What the exercise asks -
Quote every line of text in the material below verbatim, leaving the pictures out of your answer.

Listing -
========
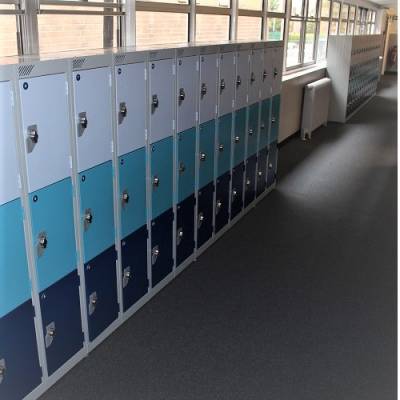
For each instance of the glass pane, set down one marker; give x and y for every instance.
(212, 28)
(275, 28)
(161, 27)
(309, 42)
(249, 28)
(293, 46)
(276, 5)
(325, 8)
(322, 40)
(312, 8)
(250, 5)
(297, 8)
(335, 9)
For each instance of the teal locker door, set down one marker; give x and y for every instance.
(186, 163)
(207, 140)
(224, 144)
(239, 137)
(161, 176)
(97, 210)
(264, 123)
(276, 104)
(132, 190)
(252, 130)
(53, 232)
(14, 279)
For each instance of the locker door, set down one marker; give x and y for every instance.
(187, 92)
(46, 130)
(239, 140)
(208, 87)
(277, 70)
(97, 212)
(227, 79)
(206, 153)
(224, 144)
(256, 75)
(252, 130)
(130, 106)
(242, 78)
(161, 176)
(93, 116)
(132, 190)
(161, 99)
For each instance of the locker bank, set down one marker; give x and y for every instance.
(122, 168)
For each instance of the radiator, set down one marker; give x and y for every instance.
(315, 106)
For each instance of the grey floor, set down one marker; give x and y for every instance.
(296, 302)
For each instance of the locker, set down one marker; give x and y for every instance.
(237, 190)
(205, 214)
(250, 180)
(132, 190)
(206, 153)
(252, 130)
(187, 83)
(272, 164)
(97, 212)
(264, 123)
(226, 86)
(8, 155)
(275, 109)
(239, 140)
(185, 229)
(224, 143)
(130, 107)
(208, 87)
(135, 282)
(161, 176)
(242, 78)
(62, 326)
(101, 292)
(162, 261)
(45, 129)
(162, 99)
(20, 371)
(262, 171)
(93, 117)
(53, 232)
(256, 75)
(186, 161)
(222, 201)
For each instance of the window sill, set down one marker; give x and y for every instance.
(303, 71)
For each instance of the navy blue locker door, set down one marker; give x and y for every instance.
(161, 247)
(135, 282)
(185, 229)
(262, 171)
(237, 190)
(205, 214)
(62, 328)
(250, 187)
(222, 201)
(101, 292)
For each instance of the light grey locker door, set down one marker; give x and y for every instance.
(256, 72)
(208, 87)
(226, 85)
(242, 78)
(45, 129)
(93, 116)
(161, 99)
(8, 155)
(187, 91)
(130, 107)
(277, 71)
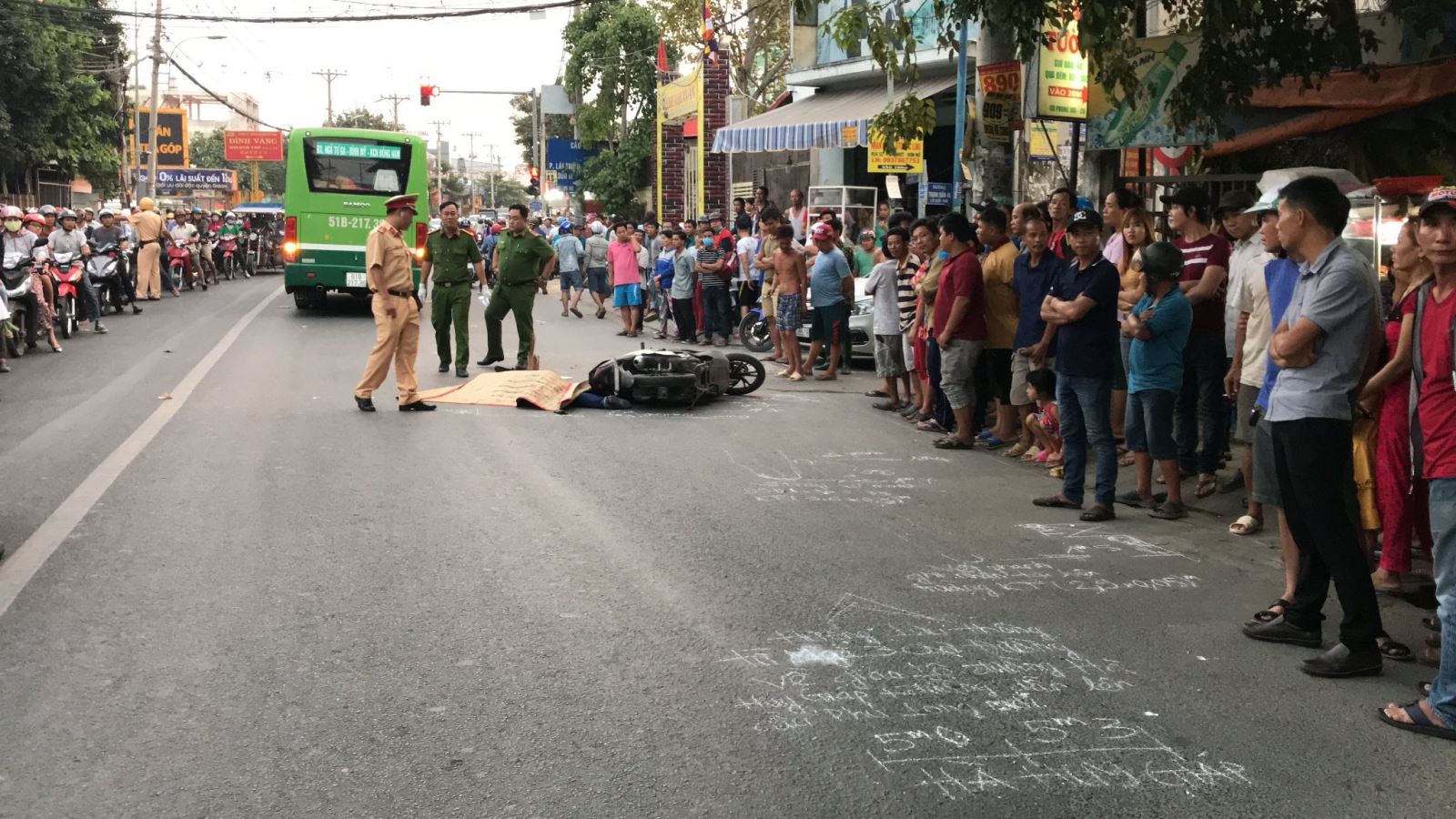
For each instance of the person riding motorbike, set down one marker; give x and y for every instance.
(186, 237)
(113, 234)
(19, 242)
(233, 229)
(41, 283)
(72, 239)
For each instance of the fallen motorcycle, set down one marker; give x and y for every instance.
(677, 376)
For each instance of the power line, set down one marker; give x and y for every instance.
(417, 15)
(215, 95)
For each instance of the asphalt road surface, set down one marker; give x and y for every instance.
(230, 593)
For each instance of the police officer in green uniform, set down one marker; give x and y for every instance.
(449, 256)
(519, 273)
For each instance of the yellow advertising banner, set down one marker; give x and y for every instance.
(1062, 75)
(909, 157)
(679, 98)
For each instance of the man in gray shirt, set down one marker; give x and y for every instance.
(1325, 347)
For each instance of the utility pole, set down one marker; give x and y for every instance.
(440, 160)
(397, 99)
(995, 157)
(152, 116)
(470, 174)
(329, 75)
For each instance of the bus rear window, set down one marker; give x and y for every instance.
(339, 165)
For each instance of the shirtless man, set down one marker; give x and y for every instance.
(790, 278)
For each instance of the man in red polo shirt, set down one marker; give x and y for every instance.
(960, 324)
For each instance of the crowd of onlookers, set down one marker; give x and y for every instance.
(1252, 336)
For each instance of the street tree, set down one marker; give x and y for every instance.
(557, 126)
(612, 73)
(753, 36)
(1245, 44)
(363, 118)
(60, 104)
(206, 150)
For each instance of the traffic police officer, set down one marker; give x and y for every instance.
(449, 252)
(517, 259)
(397, 314)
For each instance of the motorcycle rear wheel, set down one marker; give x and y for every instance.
(63, 312)
(746, 373)
(754, 334)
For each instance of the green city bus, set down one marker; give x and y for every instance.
(337, 184)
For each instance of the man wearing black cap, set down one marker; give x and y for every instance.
(1082, 307)
(397, 314)
(1206, 271)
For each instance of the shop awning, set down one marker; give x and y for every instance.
(817, 121)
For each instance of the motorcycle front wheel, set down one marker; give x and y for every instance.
(746, 373)
(754, 334)
(65, 309)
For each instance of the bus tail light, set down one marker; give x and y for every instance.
(290, 238)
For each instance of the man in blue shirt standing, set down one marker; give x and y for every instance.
(830, 286)
(1082, 305)
(1158, 327)
(1322, 346)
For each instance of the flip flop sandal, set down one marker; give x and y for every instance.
(1208, 486)
(1420, 723)
(1245, 525)
(1392, 651)
(1270, 615)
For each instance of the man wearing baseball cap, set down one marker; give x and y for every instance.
(1203, 420)
(1082, 307)
(1433, 436)
(397, 314)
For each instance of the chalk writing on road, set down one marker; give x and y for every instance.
(958, 707)
(837, 477)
========
Result of the task -
For each instance of the glass pane, set down one marker; give x and y for every instance.
(212, 28)
(275, 28)
(161, 27)
(309, 42)
(249, 28)
(293, 46)
(276, 5)
(325, 8)
(322, 40)
(312, 8)
(250, 5)
(297, 8)
(335, 9)
For each instance of the teal locker door, set down one marker; give x and y for every instance.
(186, 163)
(207, 140)
(224, 144)
(239, 137)
(161, 176)
(97, 210)
(264, 123)
(276, 104)
(132, 190)
(252, 130)
(53, 232)
(14, 279)
For each instance of the locker door, set down one marker; give x and y for every instance.
(187, 92)
(46, 130)
(239, 140)
(208, 87)
(277, 70)
(97, 212)
(227, 79)
(206, 153)
(224, 144)
(256, 75)
(252, 130)
(130, 106)
(242, 78)
(161, 176)
(93, 116)
(132, 190)
(161, 99)
For each instance of the locker bank, set down one marker; give x and y for every instance.
(122, 168)
For each instance of the radiator, set down one marker; give x and y for every instance.
(315, 106)
For each instance of the grey floor, set down one marker; give x and y for every instance.
(296, 302)
For each instance of the locker, set down one marker; give x and y for every instance.
(237, 190)
(205, 214)
(250, 180)
(132, 190)
(206, 153)
(252, 130)
(187, 83)
(272, 164)
(97, 212)
(264, 123)
(226, 86)
(8, 155)
(275, 109)
(239, 140)
(185, 229)
(224, 143)
(130, 107)
(208, 87)
(135, 282)
(161, 176)
(242, 78)
(62, 326)
(101, 292)
(162, 261)
(45, 129)
(162, 99)
(20, 371)
(262, 171)
(93, 117)
(53, 232)
(256, 75)
(186, 161)
(222, 201)
For each instance of the window sill, set down one marker; give x and y for every instance.
(303, 71)
For each instance of the navy blue locker door, set down one marker; give x and y for every instance.
(161, 247)
(135, 282)
(185, 229)
(262, 171)
(237, 190)
(205, 214)
(62, 328)
(250, 187)
(222, 201)
(101, 292)
For each instance of the light grey locker door, set down one marker; give x and y for every instance.
(256, 72)
(208, 87)
(226, 85)
(242, 78)
(45, 129)
(93, 116)
(161, 99)
(8, 155)
(187, 91)
(130, 107)
(277, 71)
For each instance of the person riding motorbike, set down one marker; give x and y for every instance.
(186, 237)
(113, 234)
(19, 242)
(233, 229)
(41, 283)
(72, 239)
For each instance of the fallen motorcycle, set down one marker; give x and y for every instance.
(677, 376)
For each instance of the power line, set down one marker; give x and y for every instance.
(417, 15)
(215, 95)
For each instance of the asphalt road surface, set down one marker; give x and y for every instance.
(230, 593)
For each instance of the police officer in green uniform, set down one marker; give x and y for every instance.
(449, 256)
(519, 273)
For each instance of the yellow advertising banner, set down one marker; give x and y for every instance.
(1062, 75)
(909, 157)
(679, 98)
For each instance of the man in gray shirt, set down one marker; give x and y for every instance.
(1325, 347)
For each instance of the utility pole, set down one marker; give x and y for every instance.
(440, 160)
(397, 99)
(995, 157)
(152, 116)
(470, 174)
(329, 75)
For each instance of the bus rear window, set down one marker; give x and y for every instance.
(339, 165)
For each instance of the shirtless man, set down one marker; give x and y for every instance.
(790, 278)
For each instance of the man in red polo shirt, set down one marker; give x and y for every instance.
(960, 324)
For each instance of the crowd of onlookers, set down one marker; give x and y for every instance.
(1252, 336)
For each instance of the street tree, set down one marker; give x and y for every instance.
(557, 126)
(612, 73)
(753, 36)
(1245, 44)
(363, 118)
(60, 104)
(206, 150)
For each instance of the traffic police officer, set down one marker; give x and y for every instance.
(449, 252)
(517, 259)
(397, 314)
For each instance of the motorcycle rear wheel, set down one marker; give x and y for every instance.
(63, 312)
(746, 373)
(754, 334)
For each instance of the green city bus, set down one marker; give x and y for every instance.
(337, 184)
For each instance of the man wearing black cap, set down one marker; give x and y for every instance.
(1082, 307)
(397, 314)
(1206, 271)
For each instance of the shop awning, set down one marker; give x and y for every instance.
(817, 121)
For each instance of the motorcycle front wheel, set down one marker; give x and y for every instance.
(746, 373)
(754, 334)
(65, 309)
For each instance of the bus tail light, set down one marker; give x and y for every instance.
(290, 238)
For each instance of the man in blue shirt standing, set down one marker; give x and y for every instance.
(830, 286)
(1082, 305)
(1158, 327)
(1322, 346)
For each instance of the flip flop sandal, set down one marker; give x and y for every instance.
(1208, 486)
(1420, 723)
(1245, 525)
(1392, 651)
(1270, 615)
For each instance of the man wearing baseball cap, set down one marker; give x and y for every instance.
(1203, 420)
(1082, 307)
(1433, 436)
(397, 314)
For each instance of the chalk writing on road, set down one marker; give x and y for every instance.
(958, 707)
(837, 477)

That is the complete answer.